Selected passage Start Marker

In Hoosier politics, a candidate for governor most likely points to his public service record, which in Braun’s case is his 10 years on the local school board, three years in the Indiana House and five-plus years in the U.S. Senate. But he attributes much of his policy underpinnings to the seven acres in Jasper that are home to Meyer Distributing. It is a beehive of activity, with beeping forklifts and transporters shifting and loading product onto tractor-trailers while Aerosmith rock music blares in the background.
It was here 15 years ago where he pursued a new path toward providing more cost-effective health care options for his employees that has transformed his viewpoint on commodity-draining states and private industries. “I fixed health care in my own business, have healthier employees, cut costs 15 years ago, created health care consumers out of my employees and know some of the things I can do for coverage of our own state employees,” he said.
“We’ve got one of the highest health care costs of any state and some of the poorest health care outcomes,” Braun added.

Selected passage End Marker
Data Start Marker

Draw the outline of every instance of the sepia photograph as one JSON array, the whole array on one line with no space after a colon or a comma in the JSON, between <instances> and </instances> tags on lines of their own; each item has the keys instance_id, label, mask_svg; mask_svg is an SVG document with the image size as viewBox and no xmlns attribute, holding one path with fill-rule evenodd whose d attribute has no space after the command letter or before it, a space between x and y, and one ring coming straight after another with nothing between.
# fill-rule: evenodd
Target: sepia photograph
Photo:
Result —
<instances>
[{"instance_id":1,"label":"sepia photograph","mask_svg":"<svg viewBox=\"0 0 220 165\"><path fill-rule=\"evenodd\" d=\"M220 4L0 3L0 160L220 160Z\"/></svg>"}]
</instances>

Data End Marker

**Task instructions**
Can you retype the part of the Braun passage starting with "In Hoosier politics, a" and going on through "in the background.", word for word?

**Expected answer**
In Hoosier politics, a candidate for governor most likely points to his public service record, which in Braun’s case is his 10 years on the local school board, three years in the Indiana House and five-plus years in the U.S. Senate. But he attributes much of his policy underpinnings to the seven acres in Jasper that are home to Meyer Distributing. It is a beehive of activity, with beeping forklifts and transporters shifting and loading product onto tractor-trailers while Aerosmith rock music blares in the background.